Task requirements:
From the line containing "of the corrugated" to the end of the listing, copy each line exactly and leave out all others.

********

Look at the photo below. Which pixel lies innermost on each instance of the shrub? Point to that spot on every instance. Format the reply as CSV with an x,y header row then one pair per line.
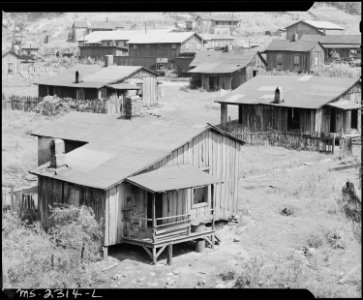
x,y
64,258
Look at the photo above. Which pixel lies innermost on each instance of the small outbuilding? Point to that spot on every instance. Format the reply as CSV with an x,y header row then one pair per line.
x,y
89,82
296,30
215,70
338,46
151,182
307,104
300,56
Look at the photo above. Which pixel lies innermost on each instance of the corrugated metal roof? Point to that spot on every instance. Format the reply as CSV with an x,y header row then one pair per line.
x,y
334,39
345,104
311,94
162,37
91,75
319,25
123,86
173,178
208,62
128,146
117,35
209,36
286,45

********

Task response:
Look at the photo above. Which pixel lies innermost on each instance of the corrugated metal roof? Point to that spot on every instance. Format the reply as CSV with an x,y header row then one pair per line.
x,y
334,39
345,104
311,94
162,37
91,75
319,25
123,86
173,178
208,62
128,146
117,35
209,36
286,45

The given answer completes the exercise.